### SOURCE PASSAGE
________________

Diplomacy taught

Grandboy: I’m the king of this land Me: Ah I see. How do you treat your people?
Grandboy: I am STRONG. If they don’t do what I say I lock them UP. Maybe forever. And punish them.
Me: That sounds like a bad king. I’ll have to stop you if you start doing that.
Grandboy: How you going to stop me, gwumpa? I have a million armies, no, a BILLION armies and you have just…
Me (looks at him and raises an eyebrow)
Grandboy: Or I can just FIRE them. (points to an invisible peasant) You’re FIRED!
—-
The best battle is won before a shot takes place.




HELLO! IS IT ME YOU’RE LOOKING FOR…?

Grandboy (making a sustained screeching sound)
Me: OI HEY OI STOP THAT
Grandboy: I can’t help it Gwumpa
Me: How ’bout, instead of screaming, you sing something. I’d like that better. So would everyone else.
Grandboy: Ok Gwumpa
(later)
Grandboy (singing, screechily) HELLO! IS IT ME YOU’RE LOOKING FOR…?
—-
Screamo Lionel Richie. Awesome.

________________

### SUPPLIED DATA
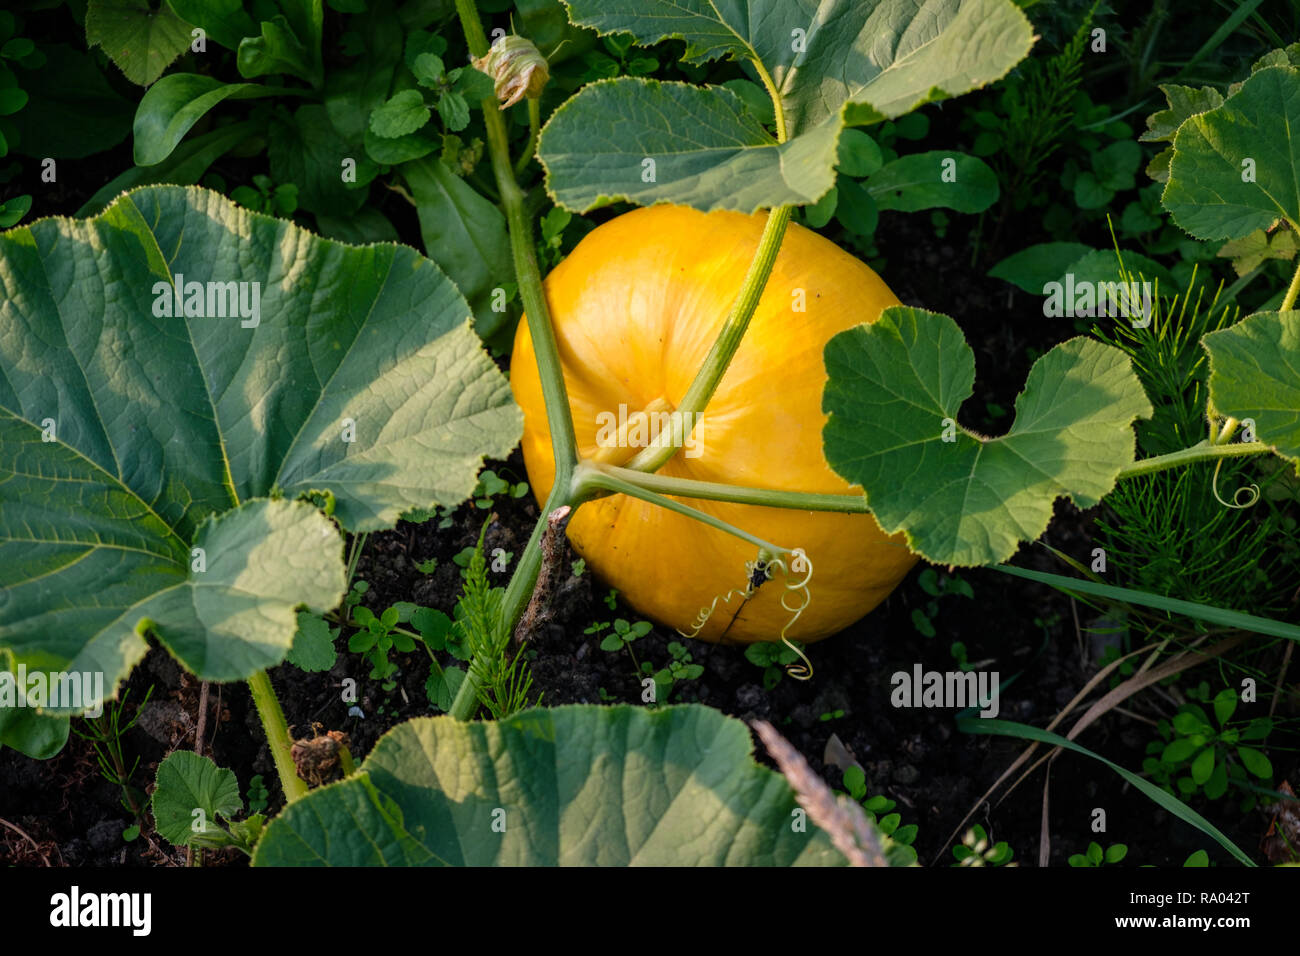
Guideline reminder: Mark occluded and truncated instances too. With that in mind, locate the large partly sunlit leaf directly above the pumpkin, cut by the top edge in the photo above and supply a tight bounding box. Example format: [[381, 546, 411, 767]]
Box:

________________

Update the grandfather-and-grandson dialogue from "Grandboy: How you" up to and including "sustained screeching sound)", changing every "armies" to "soldiers".

### EXERCISE RESPONSE
Grandboy: How you going to stop me, gwumpa? I have a million soldiers, no, a BILLION soldiers and you have just…
Me (looks at him and raises an eyebrow)
Grandboy: Or I can just FIRE them. (points to an invisible peasant) You’re FIRED!
—-
The best battle is won before a shot takes place.




HELLO! IS IT ME YOU’RE LOOKING FOR…?

Grandboy (making a sustained screeching sound)